Transcribe exactly the entries from the "In this photo, where can the red pan" line to the end, both included, minus pictures.

_ _ _

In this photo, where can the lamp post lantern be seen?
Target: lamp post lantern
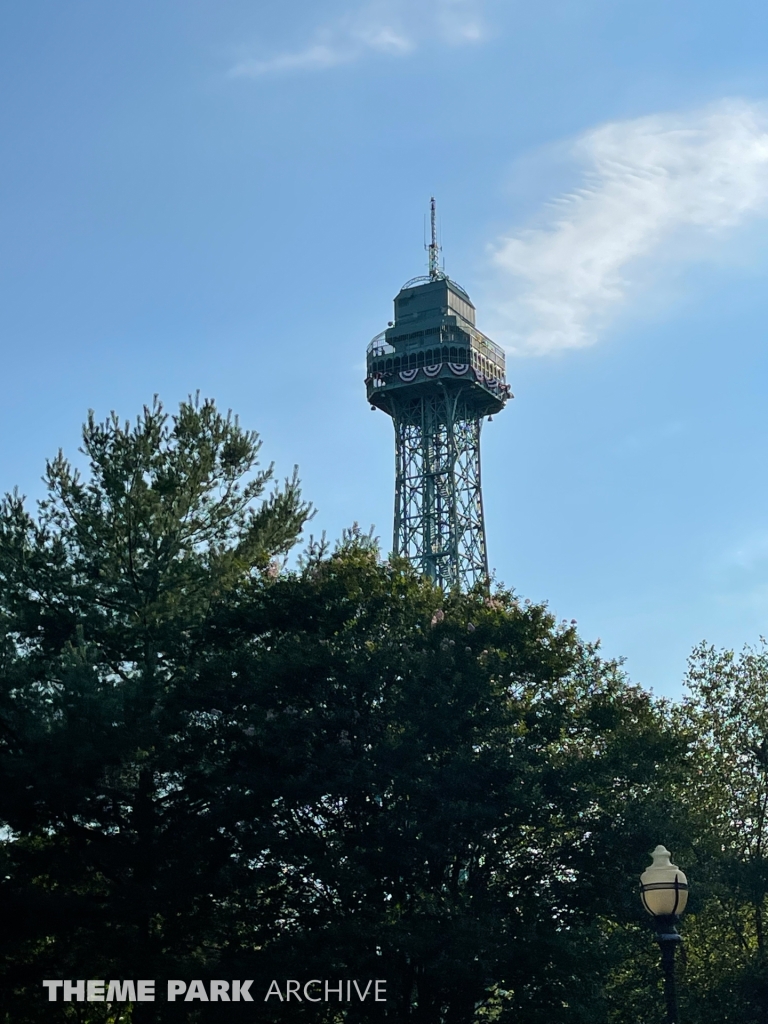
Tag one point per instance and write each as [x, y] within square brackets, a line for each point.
[664, 889]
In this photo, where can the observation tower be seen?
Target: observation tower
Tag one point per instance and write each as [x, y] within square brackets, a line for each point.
[438, 378]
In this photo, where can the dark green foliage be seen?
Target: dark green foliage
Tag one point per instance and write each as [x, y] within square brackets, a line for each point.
[213, 768]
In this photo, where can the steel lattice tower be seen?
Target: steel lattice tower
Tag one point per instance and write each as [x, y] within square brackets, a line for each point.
[438, 377]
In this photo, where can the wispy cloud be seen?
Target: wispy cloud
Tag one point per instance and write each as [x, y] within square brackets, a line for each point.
[644, 183]
[392, 28]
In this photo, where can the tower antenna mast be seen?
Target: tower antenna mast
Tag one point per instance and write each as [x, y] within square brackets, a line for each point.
[433, 248]
[438, 378]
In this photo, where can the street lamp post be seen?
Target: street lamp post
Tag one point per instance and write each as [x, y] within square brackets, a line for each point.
[664, 890]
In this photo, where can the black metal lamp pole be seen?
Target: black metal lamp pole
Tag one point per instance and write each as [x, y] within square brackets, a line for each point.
[664, 889]
[668, 938]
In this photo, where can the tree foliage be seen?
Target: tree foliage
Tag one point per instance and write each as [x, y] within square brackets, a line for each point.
[214, 767]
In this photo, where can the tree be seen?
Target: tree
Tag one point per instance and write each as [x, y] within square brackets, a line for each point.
[726, 715]
[218, 769]
[103, 599]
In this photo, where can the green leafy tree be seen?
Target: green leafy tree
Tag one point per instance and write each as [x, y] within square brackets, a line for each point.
[214, 768]
[726, 791]
[104, 597]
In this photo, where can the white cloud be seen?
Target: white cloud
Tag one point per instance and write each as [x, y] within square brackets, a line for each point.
[393, 28]
[645, 184]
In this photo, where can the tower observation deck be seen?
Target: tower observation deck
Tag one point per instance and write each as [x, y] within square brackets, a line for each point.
[438, 377]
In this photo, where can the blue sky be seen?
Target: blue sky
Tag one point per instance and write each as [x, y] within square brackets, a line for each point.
[226, 196]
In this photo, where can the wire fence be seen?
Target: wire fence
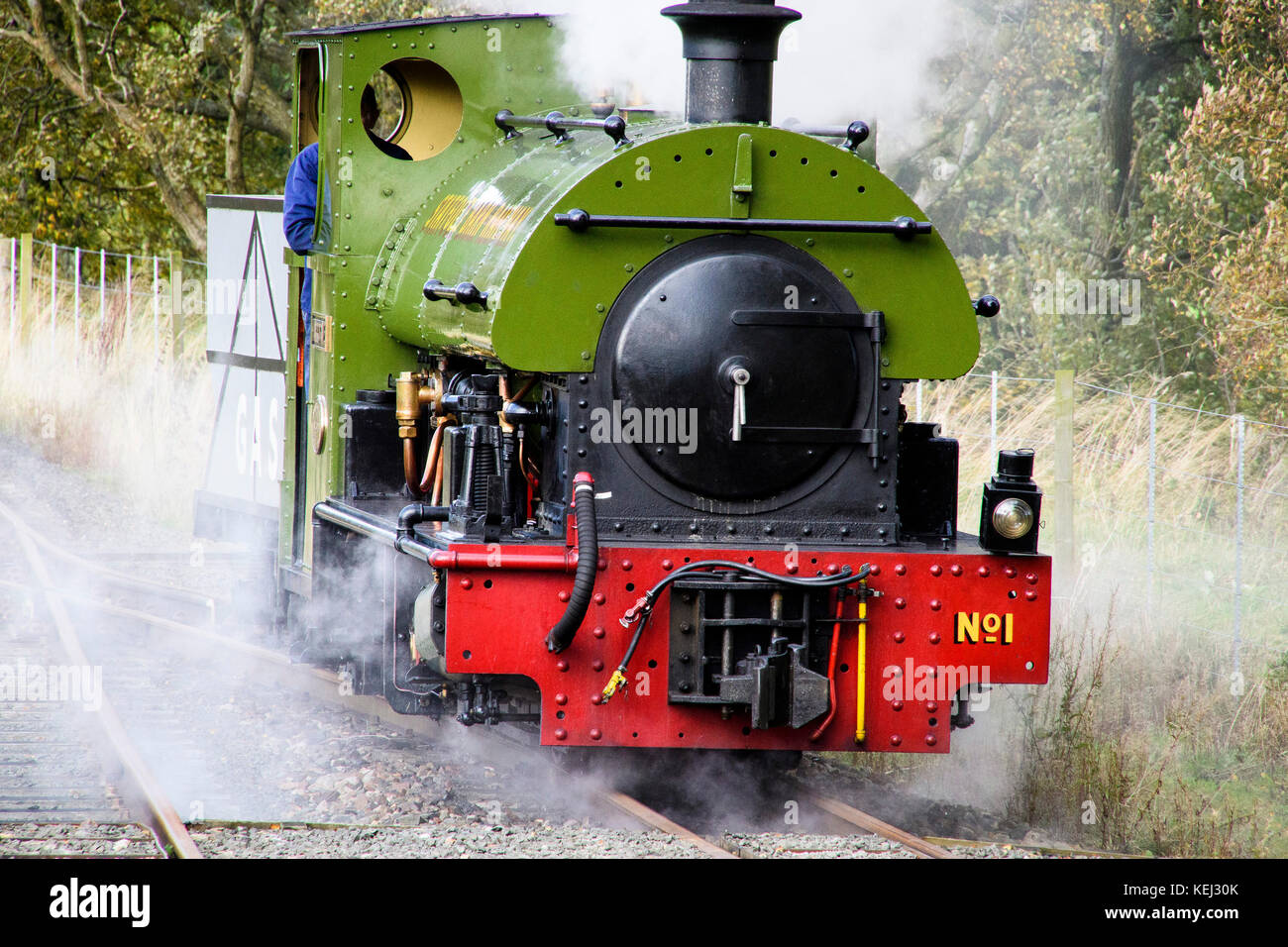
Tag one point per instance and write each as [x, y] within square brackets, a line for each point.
[1184, 509]
[1184, 506]
[97, 299]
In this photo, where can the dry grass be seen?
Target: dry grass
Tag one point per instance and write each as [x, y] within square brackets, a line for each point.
[1146, 737]
[133, 415]
[1142, 718]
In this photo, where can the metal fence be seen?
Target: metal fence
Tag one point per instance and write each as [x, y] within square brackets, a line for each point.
[97, 294]
[1185, 508]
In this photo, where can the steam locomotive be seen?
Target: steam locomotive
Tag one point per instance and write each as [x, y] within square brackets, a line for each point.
[603, 432]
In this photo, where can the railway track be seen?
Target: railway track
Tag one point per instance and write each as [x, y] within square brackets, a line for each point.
[192, 616]
[39, 738]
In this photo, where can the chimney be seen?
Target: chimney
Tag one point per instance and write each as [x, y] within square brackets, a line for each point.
[730, 48]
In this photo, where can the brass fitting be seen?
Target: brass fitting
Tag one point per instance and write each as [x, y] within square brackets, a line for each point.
[412, 392]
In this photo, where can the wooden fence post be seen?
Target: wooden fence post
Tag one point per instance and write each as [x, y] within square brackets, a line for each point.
[175, 302]
[1065, 562]
[25, 281]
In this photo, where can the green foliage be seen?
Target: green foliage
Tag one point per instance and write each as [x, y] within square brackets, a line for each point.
[80, 171]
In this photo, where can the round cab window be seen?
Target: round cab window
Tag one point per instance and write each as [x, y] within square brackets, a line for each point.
[411, 108]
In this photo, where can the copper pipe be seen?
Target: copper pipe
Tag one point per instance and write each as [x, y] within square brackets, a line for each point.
[436, 499]
[831, 671]
[410, 466]
[436, 445]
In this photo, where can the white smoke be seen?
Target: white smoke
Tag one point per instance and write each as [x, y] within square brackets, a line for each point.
[844, 59]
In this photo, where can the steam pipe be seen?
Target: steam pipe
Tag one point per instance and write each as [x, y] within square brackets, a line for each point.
[415, 513]
[588, 562]
[365, 525]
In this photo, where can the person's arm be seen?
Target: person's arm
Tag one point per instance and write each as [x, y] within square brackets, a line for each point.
[299, 206]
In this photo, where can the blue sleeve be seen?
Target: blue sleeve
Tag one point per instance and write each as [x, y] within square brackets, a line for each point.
[300, 201]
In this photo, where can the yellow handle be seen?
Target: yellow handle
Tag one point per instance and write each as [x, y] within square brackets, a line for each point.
[861, 727]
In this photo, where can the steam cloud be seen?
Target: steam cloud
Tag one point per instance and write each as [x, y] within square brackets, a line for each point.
[842, 60]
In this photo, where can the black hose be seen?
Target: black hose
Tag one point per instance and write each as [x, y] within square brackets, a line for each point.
[588, 564]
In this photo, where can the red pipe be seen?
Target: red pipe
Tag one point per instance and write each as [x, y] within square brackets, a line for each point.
[507, 560]
[831, 671]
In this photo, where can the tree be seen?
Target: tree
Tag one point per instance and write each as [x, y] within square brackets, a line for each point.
[1219, 244]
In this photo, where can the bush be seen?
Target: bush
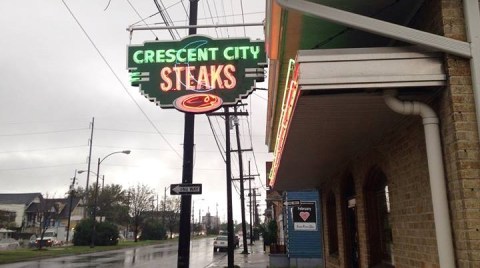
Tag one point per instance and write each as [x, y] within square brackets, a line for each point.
[153, 230]
[106, 233]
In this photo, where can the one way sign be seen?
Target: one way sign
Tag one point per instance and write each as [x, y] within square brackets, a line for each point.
[176, 189]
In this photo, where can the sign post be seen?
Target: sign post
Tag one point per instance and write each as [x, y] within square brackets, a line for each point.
[181, 189]
[195, 75]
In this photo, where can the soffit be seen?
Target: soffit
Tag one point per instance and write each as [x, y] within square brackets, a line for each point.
[292, 31]
[340, 112]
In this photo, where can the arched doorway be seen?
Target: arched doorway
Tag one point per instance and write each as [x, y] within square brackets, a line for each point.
[351, 251]
[377, 211]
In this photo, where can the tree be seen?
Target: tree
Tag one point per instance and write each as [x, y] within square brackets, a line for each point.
[139, 202]
[172, 214]
[7, 218]
[153, 230]
[106, 233]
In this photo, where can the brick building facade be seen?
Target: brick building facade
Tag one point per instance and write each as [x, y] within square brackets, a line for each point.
[377, 198]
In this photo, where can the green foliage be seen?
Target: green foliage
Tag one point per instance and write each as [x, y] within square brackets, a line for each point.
[106, 233]
[153, 230]
[83, 233]
[269, 231]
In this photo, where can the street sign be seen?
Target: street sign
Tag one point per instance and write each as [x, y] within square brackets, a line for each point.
[291, 203]
[186, 188]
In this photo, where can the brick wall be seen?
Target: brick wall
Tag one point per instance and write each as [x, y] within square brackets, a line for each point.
[401, 156]
[461, 147]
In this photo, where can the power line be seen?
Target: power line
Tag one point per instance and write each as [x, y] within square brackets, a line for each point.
[220, 149]
[118, 79]
[43, 149]
[42, 132]
[134, 9]
[211, 16]
[243, 18]
[40, 167]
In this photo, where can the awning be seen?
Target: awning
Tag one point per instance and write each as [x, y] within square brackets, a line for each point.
[339, 111]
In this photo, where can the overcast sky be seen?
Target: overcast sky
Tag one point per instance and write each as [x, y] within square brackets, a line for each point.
[55, 77]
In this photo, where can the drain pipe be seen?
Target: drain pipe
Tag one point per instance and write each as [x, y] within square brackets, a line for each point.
[436, 172]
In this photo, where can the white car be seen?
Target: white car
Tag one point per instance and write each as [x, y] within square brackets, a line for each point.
[220, 242]
[9, 243]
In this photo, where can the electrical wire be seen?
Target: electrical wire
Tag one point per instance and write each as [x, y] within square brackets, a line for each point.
[42, 132]
[119, 80]
[43, 149]
[211, 16]
[131, 5]
[220, 148]
[243, 18]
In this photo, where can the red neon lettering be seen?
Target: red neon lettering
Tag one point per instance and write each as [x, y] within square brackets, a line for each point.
[215, 76]
[188, 78]
[166, 85]
[230, 81]
[203, 80]
[178, 72]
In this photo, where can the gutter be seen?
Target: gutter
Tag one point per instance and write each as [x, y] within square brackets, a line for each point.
[467, 50]
[438, 187]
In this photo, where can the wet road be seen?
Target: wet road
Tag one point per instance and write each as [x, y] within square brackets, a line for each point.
[164, 255]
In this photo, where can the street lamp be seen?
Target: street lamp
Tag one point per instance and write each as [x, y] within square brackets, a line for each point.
[92, 243]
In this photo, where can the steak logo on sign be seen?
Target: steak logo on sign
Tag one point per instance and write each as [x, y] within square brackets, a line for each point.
[305, 217]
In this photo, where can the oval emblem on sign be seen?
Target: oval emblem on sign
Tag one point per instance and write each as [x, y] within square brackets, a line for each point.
[198, 103]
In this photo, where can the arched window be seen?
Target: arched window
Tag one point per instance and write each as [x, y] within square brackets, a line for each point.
[332, 224]
[349, 214]
[379, 230]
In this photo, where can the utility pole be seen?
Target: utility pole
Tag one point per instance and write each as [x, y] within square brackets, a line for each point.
[183, 260]
[250, 197]
[242, 193]
[229, 190]
[72, 192]
[230, 230]
[88, 168]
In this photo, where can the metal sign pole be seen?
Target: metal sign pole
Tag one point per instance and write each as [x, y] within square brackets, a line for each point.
[187, 173]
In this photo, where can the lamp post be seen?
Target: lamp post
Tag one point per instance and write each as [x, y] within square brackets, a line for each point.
[92, 243]
[72, 192]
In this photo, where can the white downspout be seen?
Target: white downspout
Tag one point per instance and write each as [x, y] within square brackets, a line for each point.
[436, 171]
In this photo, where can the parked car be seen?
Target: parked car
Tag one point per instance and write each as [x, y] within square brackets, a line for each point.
[220, 242]
[9, 243]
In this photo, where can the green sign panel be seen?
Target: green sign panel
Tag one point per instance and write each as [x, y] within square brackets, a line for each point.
[197, 74]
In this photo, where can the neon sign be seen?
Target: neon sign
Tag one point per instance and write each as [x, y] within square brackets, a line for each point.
[290, 97]
[215, 71]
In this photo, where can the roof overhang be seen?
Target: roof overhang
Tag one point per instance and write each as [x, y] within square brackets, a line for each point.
[334, 109]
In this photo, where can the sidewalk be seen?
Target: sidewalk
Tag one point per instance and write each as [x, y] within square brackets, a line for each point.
[256, 258]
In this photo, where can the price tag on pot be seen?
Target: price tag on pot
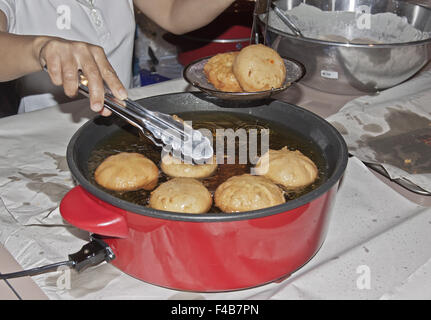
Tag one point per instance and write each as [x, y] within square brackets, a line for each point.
[329, 74]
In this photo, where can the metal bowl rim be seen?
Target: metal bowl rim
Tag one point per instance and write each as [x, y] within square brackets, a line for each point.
[356, 45]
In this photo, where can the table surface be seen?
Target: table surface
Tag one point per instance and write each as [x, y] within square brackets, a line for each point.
[398, 269]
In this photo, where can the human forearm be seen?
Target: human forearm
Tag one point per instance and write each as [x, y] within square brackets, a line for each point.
[181, 16]
[19, 55]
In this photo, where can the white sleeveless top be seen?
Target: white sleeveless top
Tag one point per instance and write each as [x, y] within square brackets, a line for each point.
[107, 23]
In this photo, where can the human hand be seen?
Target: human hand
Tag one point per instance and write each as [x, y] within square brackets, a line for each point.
[64, 59]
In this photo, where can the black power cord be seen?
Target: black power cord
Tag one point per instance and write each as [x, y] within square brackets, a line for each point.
[91, 254]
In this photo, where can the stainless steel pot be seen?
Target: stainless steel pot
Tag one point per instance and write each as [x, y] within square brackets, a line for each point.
[348, 68]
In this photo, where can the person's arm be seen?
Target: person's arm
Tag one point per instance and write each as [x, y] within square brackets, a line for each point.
[21, 55]
[181, 16]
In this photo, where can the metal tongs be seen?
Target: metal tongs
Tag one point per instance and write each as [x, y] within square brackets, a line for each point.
[162, 129]
[260, 7]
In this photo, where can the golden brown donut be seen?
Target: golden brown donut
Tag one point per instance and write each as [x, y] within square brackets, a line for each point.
[218, 71]
[247, 192]
[258, 68]
[185, 195]
[126, 172]
[174, 167]
[290, 169]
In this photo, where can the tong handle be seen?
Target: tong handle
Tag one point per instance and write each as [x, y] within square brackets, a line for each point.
[260, 7]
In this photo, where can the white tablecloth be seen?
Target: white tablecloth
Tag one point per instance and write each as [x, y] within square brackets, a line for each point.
[378, 244]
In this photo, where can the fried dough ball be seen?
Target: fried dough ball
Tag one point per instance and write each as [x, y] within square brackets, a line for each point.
[185, 195]
[174, 167]
[258, 68]
[127, 172]
[247, 192]
[290, 169]
[219, 73]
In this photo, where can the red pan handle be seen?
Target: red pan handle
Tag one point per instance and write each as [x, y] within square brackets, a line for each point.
[86, 212]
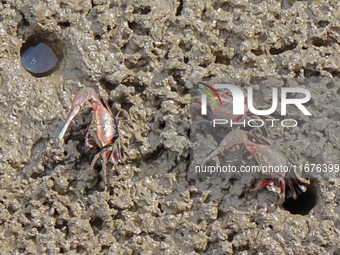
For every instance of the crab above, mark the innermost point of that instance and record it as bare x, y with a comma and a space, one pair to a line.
261, 150
103, 132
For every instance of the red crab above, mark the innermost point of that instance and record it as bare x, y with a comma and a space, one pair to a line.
103, 131
264, 154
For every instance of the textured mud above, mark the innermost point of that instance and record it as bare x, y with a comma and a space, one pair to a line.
141, 55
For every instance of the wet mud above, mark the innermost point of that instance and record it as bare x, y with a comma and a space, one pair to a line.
141, 57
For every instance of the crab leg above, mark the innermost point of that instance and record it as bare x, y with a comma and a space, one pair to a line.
82, 96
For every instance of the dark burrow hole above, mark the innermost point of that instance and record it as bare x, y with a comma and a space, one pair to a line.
305, 201
40, 56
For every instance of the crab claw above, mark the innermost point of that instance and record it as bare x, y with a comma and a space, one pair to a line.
82, 96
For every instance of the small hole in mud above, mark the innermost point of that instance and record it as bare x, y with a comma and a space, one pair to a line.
64, 25
304, 203
97, 224
39, 57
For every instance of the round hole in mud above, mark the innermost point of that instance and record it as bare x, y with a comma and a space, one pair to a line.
305, 201
39, 57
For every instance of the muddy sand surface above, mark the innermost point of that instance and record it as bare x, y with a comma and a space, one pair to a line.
141, 56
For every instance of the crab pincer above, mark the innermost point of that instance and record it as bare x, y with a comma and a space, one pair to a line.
83, 95
103, 132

_ _ _

EXPECTED ANSWER:
In this photo, where can the red pan handle be seen?
Target: red pan handle
Tag one point per instance and write each as [x, y] within square brackets, a line for each point.
[86, 212]
For every instance of the crab above, mark the innermost point of that instance and record it as bare x, y with a comma and a space, one pair to a line.
261, 150
103, 132
For every instance of the red crab above, mark the innermost point of that instance and record it as bare x, y with a comma and a space, one pair to a line.
103, 131
264, 154
For every instance of the textured mud above, mark the innermost point of that instance and record it as bare x, y with a comma and a space, one pair to a line.
141, 55
For every instance of the wet mud above, mark the innermost point of that instance and record it as bare x, y with a comma and a space, one pair to a line.
141, 57
For every instance of the crab leg above, mark the innermost point of that instance and record it as bare x, y with a comma and a space, one pair to a line.
82, 96
For every instance of the dark burrow hole above, mark the innermost point of that instance and record it as bare x, y with a comma and a space, one pair to a line.
305, 201
40, 56
For every instance of the crab claw above, mark the innermost point of that instance and record it as bare x, y with a comma and a space, one pair to a line.
82, 96
For every instance of the small hole in mud above, mark the innermost point of that instance and record it as bare x, y with a comma and a space, one pair to a line.
64, 25
304, 203
97, 224
39, 57
For every instance of the round hole in mud above, mark the innermost point of that instance and record it as bare x, y with a comma and a space, one pair to a line.
305, 201
39, 57
For every instance of the muddy sand surface above, mark the innermost point of that instance and record it as bare x, y with a comma and a space, one pair to a line.
141, 56
For every instance of the crab pincer above, mark the innermost point of that instance and record it as bare x, y with a comma and a space, one pair to a line.
83, 95
103, 132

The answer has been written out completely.